◆ Extrahierter Text:
↓
Der Abend mit dem Ensemble Modern, der ausschließlich Kompositionen
von Peter Eötvös gewidmet war, geriet zur eindrücklich-konzentrierten
Werkschau: Von den „Windsequenzen“ über „Two
Poems to Polly“, „Shadows“, „Snatches of
a Conversation“ bis hin zur „Chinese Opera“ konnte
man die Entwicklung des Komponisten in den vergangenen dreißig
Jahren verfolgen.
↑
◆ Aufgaben:
1/ Gib den Abschnitt des Konzertberichts, der bei „Der Abend mit“ beginnt und bei „Jahren verfolgen.“ endet, wortgetreu wieder.
2/ Führe den Bericht über den Eötvös-Abend des Ensemble Modern im Anschluss an seinen letzten Satz weiter.

◆ Material:
↓
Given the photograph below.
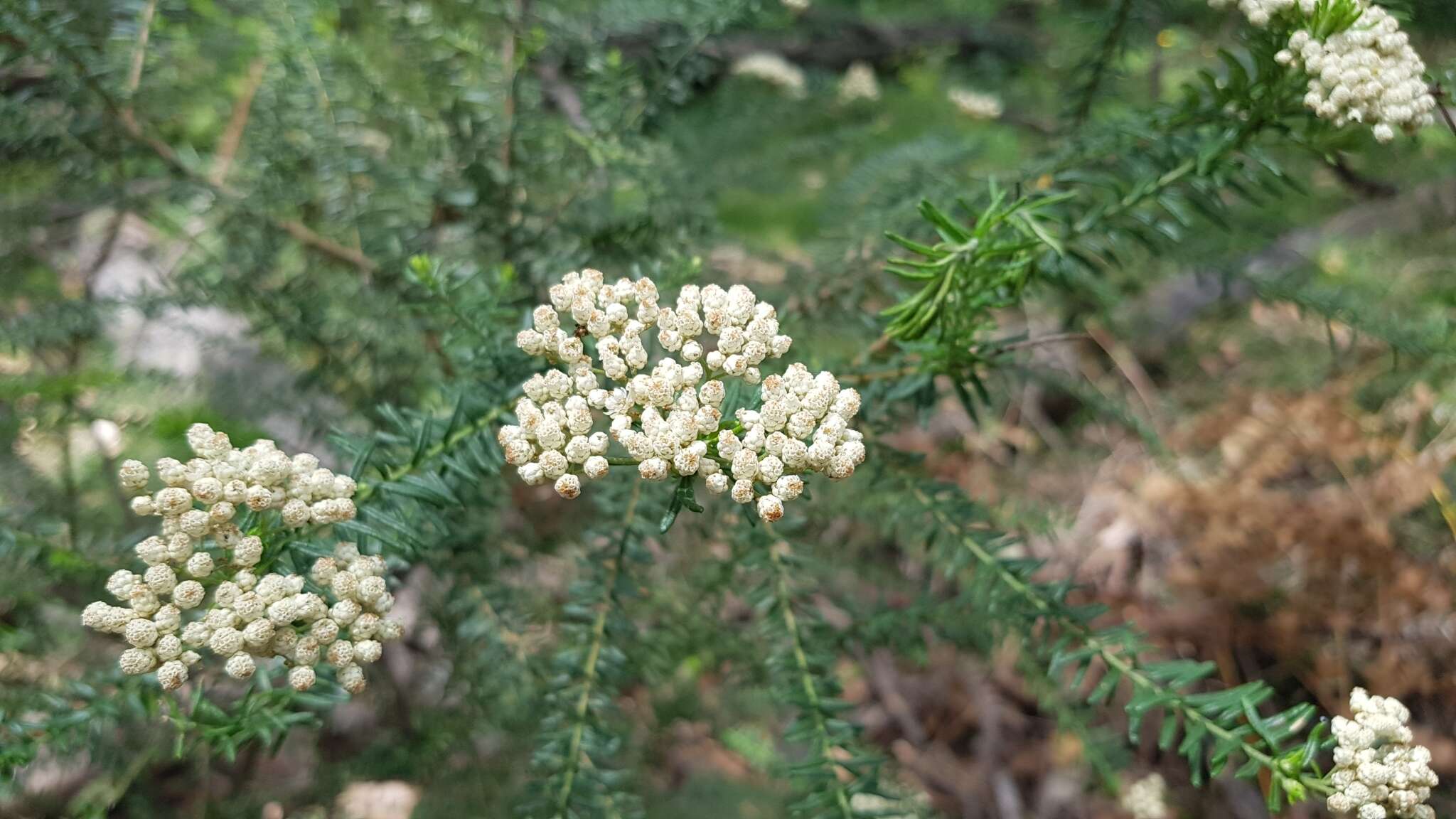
↑
◆ Lösungen:
1/
Der Abend mit dem Ensemble Modern, der ausschließlich Kompositionen
von Peter Eötvös gewidmet war, geriet zur eindrücklich-konzentrierten
Werkschau: Von den „Windsequenzen“ über „Two
Poems to Polly“, „Shadows“, „Snatches of
a Conversation“ bis hin zur „Chinese Opera“ konnte
man die Entwicklung des Komponisten in den vergangenen dreißig
Jahren verfolgen.

2/
Unter der Leitung von Eötvös selbst gestaltete das Ensemble
die genauest ausgearbeiteten Strukturen zu wunderbaren poetischen
Klanglandschaften; selten wohl hat man die Stücke so intensiv
interpretiert hören können. Eine ganz andere Welt am nächsten
Morgen im Konzert mit dem Blasorchester Swarovski Musik Wattens
unter der Leitung von Felix Schieferer. Der im Jahr 2001 verstorbene
Komponist Werner Preisegott Pirchner zählte zweifelsohne zu
den originellsten Tiroler Kulturschaffenden und hat 1995 mit „Glück
& Glas“ ein witziges, hintergründig-humoristisches
Stück zum Jubiläum des Unternehmens Swarovski geschaffen,
das es nicht verdient hätte, einfach in der Versenkung zu verschwinden.
Fast Volksfeststimmung herrschte geradezu bei Vinko Globokars „En
rond et en large avec poteau indicateu“, bei dem neben dem
Blasorchester auch 130 Musikschüler im Saal verteilt spielten.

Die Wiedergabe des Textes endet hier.